__Reading passage__.
********************

U.S. and global financial markets are now signaling that we have entered a more serious stage of the unfolding financial crisis. The structural problems are deep and wide. Importantly, participants are now beginning to appreciate the serious ramifications for the U.S. financial sector. Until recently, the market had successfully "circled the wagons" around many of the key Credit Bubble players. While the stocks of the Wall Street securities firms had been weak, the shares of Fannie Mae, Freddie Mac, the mortgage insurers, Credit insurers Ambac and MBIA, and many of the consumer lenders such as Household International and Capital One Financial were holding not far from all-time highs. This week these stocks came under heavy selling pressure, and this is not a bullish development.

********************

__Data excerpts__.
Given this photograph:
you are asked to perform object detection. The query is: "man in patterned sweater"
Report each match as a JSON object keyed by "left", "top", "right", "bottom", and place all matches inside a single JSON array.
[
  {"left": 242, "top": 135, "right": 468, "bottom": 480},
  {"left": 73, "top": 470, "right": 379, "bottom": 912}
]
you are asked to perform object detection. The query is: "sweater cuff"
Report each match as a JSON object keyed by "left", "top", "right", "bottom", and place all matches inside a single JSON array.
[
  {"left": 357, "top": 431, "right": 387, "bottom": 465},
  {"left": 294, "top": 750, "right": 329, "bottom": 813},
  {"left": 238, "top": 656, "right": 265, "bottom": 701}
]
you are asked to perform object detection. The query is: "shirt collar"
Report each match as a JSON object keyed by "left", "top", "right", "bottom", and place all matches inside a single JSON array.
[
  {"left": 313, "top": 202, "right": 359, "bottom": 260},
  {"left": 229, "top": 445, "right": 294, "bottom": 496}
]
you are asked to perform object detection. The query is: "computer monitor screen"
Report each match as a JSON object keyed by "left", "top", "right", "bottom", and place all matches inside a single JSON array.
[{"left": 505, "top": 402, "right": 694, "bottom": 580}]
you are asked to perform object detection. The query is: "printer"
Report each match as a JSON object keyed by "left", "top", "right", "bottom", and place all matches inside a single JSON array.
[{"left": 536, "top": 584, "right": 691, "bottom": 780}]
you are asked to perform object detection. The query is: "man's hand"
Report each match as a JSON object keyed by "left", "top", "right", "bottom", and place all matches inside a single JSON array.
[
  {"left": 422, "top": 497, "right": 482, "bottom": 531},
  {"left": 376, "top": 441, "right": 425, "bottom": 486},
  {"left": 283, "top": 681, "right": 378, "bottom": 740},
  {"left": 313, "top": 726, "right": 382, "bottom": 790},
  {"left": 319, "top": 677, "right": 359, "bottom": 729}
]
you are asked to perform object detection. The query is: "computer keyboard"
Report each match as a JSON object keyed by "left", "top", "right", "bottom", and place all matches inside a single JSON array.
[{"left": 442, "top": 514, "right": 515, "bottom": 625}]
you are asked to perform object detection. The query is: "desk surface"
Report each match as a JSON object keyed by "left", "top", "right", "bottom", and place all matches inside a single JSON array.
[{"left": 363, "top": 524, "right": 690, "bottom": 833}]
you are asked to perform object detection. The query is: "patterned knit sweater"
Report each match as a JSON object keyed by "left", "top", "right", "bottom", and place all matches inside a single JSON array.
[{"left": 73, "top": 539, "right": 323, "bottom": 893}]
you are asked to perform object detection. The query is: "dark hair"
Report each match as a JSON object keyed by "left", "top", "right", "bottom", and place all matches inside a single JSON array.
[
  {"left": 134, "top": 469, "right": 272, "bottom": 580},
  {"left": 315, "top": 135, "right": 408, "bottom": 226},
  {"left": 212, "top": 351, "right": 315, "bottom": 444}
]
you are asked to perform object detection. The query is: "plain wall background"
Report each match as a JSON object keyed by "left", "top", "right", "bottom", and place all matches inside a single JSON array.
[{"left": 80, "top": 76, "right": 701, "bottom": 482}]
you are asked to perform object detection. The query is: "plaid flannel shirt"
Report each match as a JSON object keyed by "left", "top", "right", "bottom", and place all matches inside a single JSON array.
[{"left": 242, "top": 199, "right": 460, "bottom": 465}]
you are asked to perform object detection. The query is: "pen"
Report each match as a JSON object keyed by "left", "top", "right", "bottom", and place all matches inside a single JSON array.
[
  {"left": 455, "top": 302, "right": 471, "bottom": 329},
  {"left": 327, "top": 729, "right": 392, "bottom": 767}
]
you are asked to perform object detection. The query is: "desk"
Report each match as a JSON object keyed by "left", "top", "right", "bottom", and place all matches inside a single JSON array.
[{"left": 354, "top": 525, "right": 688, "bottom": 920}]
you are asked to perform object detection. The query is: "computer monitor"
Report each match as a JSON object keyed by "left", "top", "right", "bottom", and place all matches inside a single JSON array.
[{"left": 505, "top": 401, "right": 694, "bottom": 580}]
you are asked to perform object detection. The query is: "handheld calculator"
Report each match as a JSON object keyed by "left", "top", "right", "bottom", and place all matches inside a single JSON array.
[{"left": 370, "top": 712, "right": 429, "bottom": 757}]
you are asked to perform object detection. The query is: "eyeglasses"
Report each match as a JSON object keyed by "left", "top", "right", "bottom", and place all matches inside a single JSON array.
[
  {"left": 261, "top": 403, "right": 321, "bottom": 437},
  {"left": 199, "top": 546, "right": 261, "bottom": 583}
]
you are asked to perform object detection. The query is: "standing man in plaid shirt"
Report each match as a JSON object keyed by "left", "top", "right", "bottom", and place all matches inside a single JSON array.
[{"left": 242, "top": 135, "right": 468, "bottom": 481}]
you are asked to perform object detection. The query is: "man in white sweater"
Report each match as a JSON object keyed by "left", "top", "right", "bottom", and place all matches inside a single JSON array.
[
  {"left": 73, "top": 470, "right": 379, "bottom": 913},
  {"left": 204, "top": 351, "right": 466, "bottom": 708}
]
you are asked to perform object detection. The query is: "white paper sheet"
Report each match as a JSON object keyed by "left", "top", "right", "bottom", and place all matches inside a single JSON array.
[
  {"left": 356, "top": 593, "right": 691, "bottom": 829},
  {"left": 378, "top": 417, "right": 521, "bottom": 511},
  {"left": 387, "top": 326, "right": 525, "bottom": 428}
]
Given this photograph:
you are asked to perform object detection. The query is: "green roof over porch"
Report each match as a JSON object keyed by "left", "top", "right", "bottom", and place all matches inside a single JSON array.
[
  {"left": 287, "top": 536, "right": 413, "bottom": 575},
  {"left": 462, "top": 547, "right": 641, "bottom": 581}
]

********************

__What to work on__.
Can you copy word for word the part of the financial crisis passage above that runs between "U.S. and global" and "a bullish development.", inclusive?

__Solution to the problem__.
U.S. and global financial markets are now signaling that we have entered a more serious stage of the unfolding financial crisis. The structural problems are deep and wide. Importantly, participants are now beginning to appreciate the serious ramifications for the U.S. financial sector. Until recently, the market had successfully "circled the wagons" around many of the key Credit Bubble players. While the stocks of the Wall Street securities firms had been weak, the shares of Fannie Mae, Freddie Mac, the mortgage insurers, Credit insurers Ambac and MBIA, and many of the consumer lenders such as Household International and Capital One Financial were holding not far from all-time highs. This week these stocks came under heavy selling pressure, and this is not a bullish development.